======== Text passage
We are on a weird, out of the box life plan, with no script.  Our marriage has been well steeped in lessons of letting go of control.  Since we bit off the new 10 year plan, I have seen my husband use the lessons we have been forced to learn, and apply them.  More patience.... More flexibility.... Less internal brooding over things that cannot be changed.

Stressful things happen, always.  The unexpected is thrust upon us.  The unthinkable.  The curveballs and the chaos and the crisis.  They happen.

As it turns out, the crummy economy is putting a tiny damper on our plan... and yet, I hope we can continue to live what we have realized to be true... That children ultimately do not care if you own your home or rent it, whether there is a savings plan, or about problems at work, or whether you work stocking shelves or as a astrophysicist, or whether they have to share a room or not.  Kids, wives, husbands, friends... They care about being important enough to have a connection with you.  Eye contact.  Speech.  Listening.  Real listening.  Thoughtful contemplation and response.  Human social interaction.  That is what is important, and it is what makes families, marriages, and relationships survive anything that comes at them.
================
======== Available data
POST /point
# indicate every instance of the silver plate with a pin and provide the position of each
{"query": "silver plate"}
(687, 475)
================
■ Given instruction 1:
Answer these questions about the text on the couple's life plan:
(a) Since taking on the new 10-year plan, what has the writer seen the husband do?
(b) What is putting a tiny damper on the plan?
(c) What do kids, wives, husbands, and friends care about?
■ Given instruction 2:
Write out everything from "As it turns" down to "comes at them." in the text on the couple's life plan, word for word.
■ Given instruction 3:
List every thing that, according to the text on the couple's life plan, children ultimately do not care about.

■ Written response 1:
(a) Use the lessons they have been forced to learn and apply them.
(b) The crummy economy.
(c) Being important enough to have a connection with you.

■ Written response 2:
As it turns out, the crummy economy is putting a tiny damper on our plan... and yet, I hope we can continue to live what we have realized to be true... That children ultimately do not care if you own your home or rent it, whether there is a savings plan, or about problems at work, or whether you work stocking shelves or as a astrophysicist, or whether they have to share a room or not.  Kids, wives, husbands, friends... They care about being important enough to have a connection with you.  Eye contact.  Speech.  Listening.  Real listening.  Thoughtful contemplation and response.  Human social interaction.  That is what is important, and it is what makes families, marriages, and relationships survive anything that comes at them.

■ Written response 3:
- Whether you own your home or rent it
- Whether there is a savings plan
- Problems at work
- Whether you work stocking shelves or as an astrophysicist
- Whether they have to share a room or not